■ **Written instruction**: Rewrite the entries below, changing every "cheetah" to "leopard" and leaving everything else as it is. Omit the pictures from your answer.

--------------------

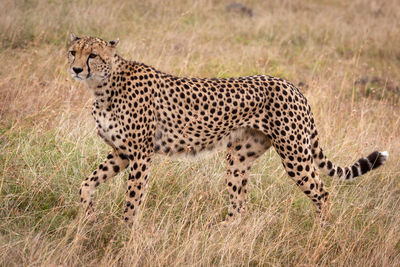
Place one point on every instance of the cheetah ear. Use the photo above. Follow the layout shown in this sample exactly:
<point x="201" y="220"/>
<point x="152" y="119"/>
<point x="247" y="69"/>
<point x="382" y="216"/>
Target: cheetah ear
<point x="73" y="37"/>
<point x="113" y="43"/>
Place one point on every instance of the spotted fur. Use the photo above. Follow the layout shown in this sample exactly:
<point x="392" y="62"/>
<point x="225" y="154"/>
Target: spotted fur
<point x="140" y="111"/>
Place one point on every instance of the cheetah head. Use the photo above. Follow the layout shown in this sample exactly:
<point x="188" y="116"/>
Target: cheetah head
<point x="90" y="59"/>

--------------------

■ **Answer to this task**:
Place one point on every instance of the leopard ear. Use the photo above. Follow the layout shown in this sample exactly:
<point x="201" y="220"/>
<point x="152" y="119"/>
<point x="247" y="69"/>
<point x="382" y="216"/>
Target: leopard ear
<point x="73" y="37"/>
<point x="113" y="43"/>
Place one point on every instance of the spotted fur. Use the photo above. Follow the layout shown in this sample exactly:
<point x="392" y="62"/>
<point x="225" y="154"/>
Target: spotted fur
<point x="140" y="111"/>
Place one point on every instance of the leopard head. Use the photo above. Follow the layout shown in this sample exactly:
<point x="188" y="116"/>
Target: leopard head
<point x="90" y="59"/>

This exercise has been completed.